Written problem -
Reproduce the material below verbatim, starting at the line that contains "the white and" and ending with the last line of the material.

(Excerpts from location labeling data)
******************************

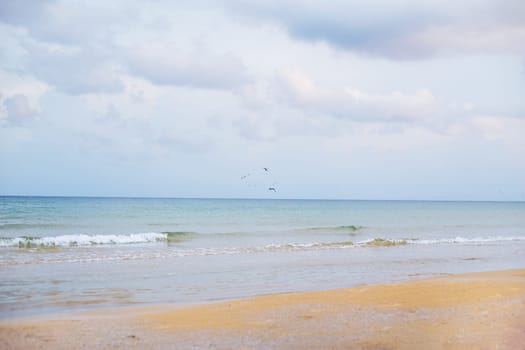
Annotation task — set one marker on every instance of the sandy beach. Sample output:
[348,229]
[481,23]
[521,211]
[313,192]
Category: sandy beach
[469,311]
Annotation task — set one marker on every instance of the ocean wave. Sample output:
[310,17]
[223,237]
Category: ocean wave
[465,240]
[30,226]
[84,240]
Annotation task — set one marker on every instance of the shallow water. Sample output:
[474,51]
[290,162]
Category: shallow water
[58,254]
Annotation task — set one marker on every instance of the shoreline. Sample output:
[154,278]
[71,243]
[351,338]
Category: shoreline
[473,310]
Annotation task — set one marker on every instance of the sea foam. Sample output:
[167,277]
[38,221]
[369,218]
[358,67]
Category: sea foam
[82,240]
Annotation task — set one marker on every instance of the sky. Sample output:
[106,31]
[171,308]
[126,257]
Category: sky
[377,99]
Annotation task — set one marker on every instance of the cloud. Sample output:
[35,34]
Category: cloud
[74,71]
[18,109]
[297,89]
[200,68]
[407,29]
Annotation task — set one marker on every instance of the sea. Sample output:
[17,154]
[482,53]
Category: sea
[62,254]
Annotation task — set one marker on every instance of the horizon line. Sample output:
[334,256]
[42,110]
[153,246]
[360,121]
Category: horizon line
[259,198]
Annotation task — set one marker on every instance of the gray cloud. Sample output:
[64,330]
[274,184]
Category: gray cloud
[399,29]
[74,71]
[298,90]
[18,109]
[200,69]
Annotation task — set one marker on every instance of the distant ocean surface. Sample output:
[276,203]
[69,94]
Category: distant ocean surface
[64,253]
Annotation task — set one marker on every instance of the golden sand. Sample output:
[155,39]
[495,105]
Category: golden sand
[470,311]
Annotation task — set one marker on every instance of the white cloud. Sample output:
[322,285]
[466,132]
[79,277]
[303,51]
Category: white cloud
[354,104]
[200,68]
[18,109]
[399,29]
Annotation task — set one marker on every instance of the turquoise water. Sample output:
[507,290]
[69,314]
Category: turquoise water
[58,254]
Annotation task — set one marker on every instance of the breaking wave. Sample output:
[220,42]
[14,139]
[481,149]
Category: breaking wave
[84,240]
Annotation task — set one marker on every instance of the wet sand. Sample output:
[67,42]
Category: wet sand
[469,311]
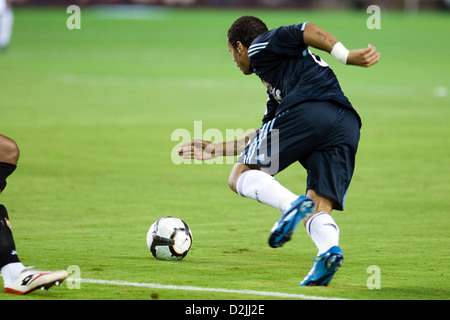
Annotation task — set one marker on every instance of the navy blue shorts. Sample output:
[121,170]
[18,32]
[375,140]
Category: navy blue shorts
[321,135]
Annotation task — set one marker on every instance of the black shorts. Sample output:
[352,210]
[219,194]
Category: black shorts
[321,135]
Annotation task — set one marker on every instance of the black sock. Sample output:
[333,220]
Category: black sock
[7,247]
[5,171]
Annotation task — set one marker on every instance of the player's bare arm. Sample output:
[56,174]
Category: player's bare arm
[205,150]
[320,39]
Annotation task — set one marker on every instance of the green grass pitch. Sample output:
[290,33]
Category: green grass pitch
[93,112]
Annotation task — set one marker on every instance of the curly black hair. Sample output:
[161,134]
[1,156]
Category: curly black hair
[245,29]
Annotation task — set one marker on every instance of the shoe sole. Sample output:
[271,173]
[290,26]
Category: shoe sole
[333,263]
[284,229]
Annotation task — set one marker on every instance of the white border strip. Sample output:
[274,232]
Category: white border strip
[189,288]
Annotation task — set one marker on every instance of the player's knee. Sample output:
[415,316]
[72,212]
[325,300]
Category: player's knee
[9,151]
[232,181]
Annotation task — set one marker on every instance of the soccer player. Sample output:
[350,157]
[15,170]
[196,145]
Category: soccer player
[17,278]
[6,23]
[307,119]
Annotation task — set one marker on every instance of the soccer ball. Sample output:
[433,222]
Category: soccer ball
[169,238]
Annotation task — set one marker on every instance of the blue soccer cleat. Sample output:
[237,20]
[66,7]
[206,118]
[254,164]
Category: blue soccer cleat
[324,268]
[285,226]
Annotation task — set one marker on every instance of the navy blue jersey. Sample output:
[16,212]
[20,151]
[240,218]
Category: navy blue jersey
[291,73]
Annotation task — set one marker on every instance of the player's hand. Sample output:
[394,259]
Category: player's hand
[197,149]
[363,57]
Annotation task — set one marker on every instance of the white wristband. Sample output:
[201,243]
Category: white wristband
[340,52]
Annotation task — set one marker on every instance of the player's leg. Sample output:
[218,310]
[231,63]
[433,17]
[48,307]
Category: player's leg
[17,278]
[270,151]
[254,182]
[329,174]
[9,261]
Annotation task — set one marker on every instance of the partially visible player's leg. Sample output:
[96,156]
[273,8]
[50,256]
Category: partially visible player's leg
[17,278]
[330,171]
[268,152]
[254,182]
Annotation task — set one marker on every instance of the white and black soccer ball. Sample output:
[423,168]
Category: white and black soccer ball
[169,238]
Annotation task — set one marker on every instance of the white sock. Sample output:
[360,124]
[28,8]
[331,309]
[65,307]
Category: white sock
[323,231]
[264,188]
[6,23]
[11,271]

******************************

Response -
Annotation task — set one marker on every instance of the white and black soccer ball. Sample output:
[423,168]
Category: white and black soccer ball
[169,238]
Annotation task — set one marker on every instance of the white sock. Sample output:
[360,124]
[28,8]
[331,309]
[65,307]
Category: white sock
[323,231]
[264,188]
[6,23]
[11,271]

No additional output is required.